▸ EXCERPT PROVIDED
Assume that the code is executed on a machine with a write-back/write-allocate fully-associative cache with blocks of size 64 bytes, a total capacity of  $\gamma$  doubles and with a LRU replacement policy. Assume that

- n is divisible by b,
- b is a multiple of 8,
- cold caches,
- all matrices are cache-aligned.

Justify your answers. In case you use a script to compute any of your answers, hand in the script as well, use only Python.

(a) Derive, as precisely as possible, an exact expression (in terms of n and b) for the total number of cache misses incurred for each matrix. Assume that, within each matrix block of size  $b \times b$ , each cache line is loaded exactly once (there are only compulsory misses).

**Solution:** Each  $b \times b$  block of A is stored in row-major order; each row needs  $\frac{b}{8}$  cache lines, so one block incurs  $\frac{b^2}{8}$  misses. With  $\frac{n^2}{b^2}$  blocks, each matrix has  $\frac{n^2}{8}$  misses.

(b) Give the exact total number of cache misses for the entire computation.

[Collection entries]

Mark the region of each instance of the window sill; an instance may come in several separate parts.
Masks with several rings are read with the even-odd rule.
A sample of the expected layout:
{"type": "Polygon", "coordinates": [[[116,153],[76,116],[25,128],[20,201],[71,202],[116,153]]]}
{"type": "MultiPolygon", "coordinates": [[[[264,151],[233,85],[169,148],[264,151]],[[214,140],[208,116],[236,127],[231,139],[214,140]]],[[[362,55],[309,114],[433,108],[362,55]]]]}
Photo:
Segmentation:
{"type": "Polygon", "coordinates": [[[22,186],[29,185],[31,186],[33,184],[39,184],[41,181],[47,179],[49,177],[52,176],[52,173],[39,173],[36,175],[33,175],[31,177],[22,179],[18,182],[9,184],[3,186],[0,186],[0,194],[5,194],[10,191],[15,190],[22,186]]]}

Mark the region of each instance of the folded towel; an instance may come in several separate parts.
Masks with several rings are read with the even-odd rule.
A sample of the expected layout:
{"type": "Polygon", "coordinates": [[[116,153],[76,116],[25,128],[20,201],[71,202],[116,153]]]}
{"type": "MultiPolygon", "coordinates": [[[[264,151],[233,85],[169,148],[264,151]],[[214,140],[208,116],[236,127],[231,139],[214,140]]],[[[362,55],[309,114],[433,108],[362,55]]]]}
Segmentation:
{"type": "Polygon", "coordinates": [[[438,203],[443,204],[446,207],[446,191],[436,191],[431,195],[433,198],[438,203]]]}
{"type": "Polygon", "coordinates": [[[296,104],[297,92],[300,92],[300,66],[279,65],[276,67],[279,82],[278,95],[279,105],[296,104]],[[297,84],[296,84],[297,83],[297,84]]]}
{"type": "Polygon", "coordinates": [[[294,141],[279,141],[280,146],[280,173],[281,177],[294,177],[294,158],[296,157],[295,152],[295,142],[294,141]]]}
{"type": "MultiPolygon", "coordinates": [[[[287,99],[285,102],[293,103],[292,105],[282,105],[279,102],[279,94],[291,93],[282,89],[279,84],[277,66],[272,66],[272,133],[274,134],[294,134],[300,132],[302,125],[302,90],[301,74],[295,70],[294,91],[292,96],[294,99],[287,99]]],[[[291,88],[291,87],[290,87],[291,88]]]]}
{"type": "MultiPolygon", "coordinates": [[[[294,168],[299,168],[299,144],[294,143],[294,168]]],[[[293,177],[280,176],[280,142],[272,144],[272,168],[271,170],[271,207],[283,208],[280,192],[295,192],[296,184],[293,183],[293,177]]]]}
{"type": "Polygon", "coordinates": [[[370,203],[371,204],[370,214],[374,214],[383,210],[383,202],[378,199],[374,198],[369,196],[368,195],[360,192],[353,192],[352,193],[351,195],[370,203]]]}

▸ DIRECTION A
Condense the paragraph of the cache-miss problem that begins "Solution: Each" into a short bulleted list that keeps its main facts.
▸ DIRECTION B
Repeat the stretch of the cache-miss problem from "- n is divisible" through "only compulsory misses).".
▸ DIRECTION C
Carry the cache-miss problem forward, writing the next part after its last sentence.

▸ TASK RESPONSE A
- Each b × b block of A is stored in row-major order.
- Each row of a block needs b/8 cache lines, so one block incurs b²/8 misses.
- With n²/b² blocks, each matrix incurs n²/8 misses.

▸ TASK RESPONSE B
- n is divisible by b,
- b is a multiple of 8,
- cold caches,
- all matrices are cache-aligned.

Justify your answers. In case you use a script to compute any of your answers, hand in the script as well, use only Python.

(a) Derive, as precisely as possible, an exact expression (in terms of n and b) for the total number of cache misses incurred for each matrix. Assume that, within each matrix block of size  $b \times b$ , each cache line is loaded exactly once (there are only compulsory misses).

▸ TASK RESPONSE C
**Solution:** Total misses  $=\frac{n^2}{8}$  (for A)  $+\frac{n^2}{8}$  (for B)  $+\frac{n^2}{8}$  (for C)  $=\frac{3n^2}{8}$ .

(c) For each matrix, specify which type(s) of locality (spatial and/or temporal) are exploited by the blocked algorithm.

# Solution:

- A: spatial (contiguous rows) and temporal (reuse within block).
- B: spatial (contiguous rows) and temporal (reuse within block).
- C: spatial (row-wise updates) and temporal (accumulation within block).

(d) Determine the minimum cache capacity  $\gamma_{\min}$  (in doubles) required so that the computation suffers only compulsory misses.

**Solution:** There must be space for all three blocks, therefore  $\gamma_{\min} = 3b^2$  doubles.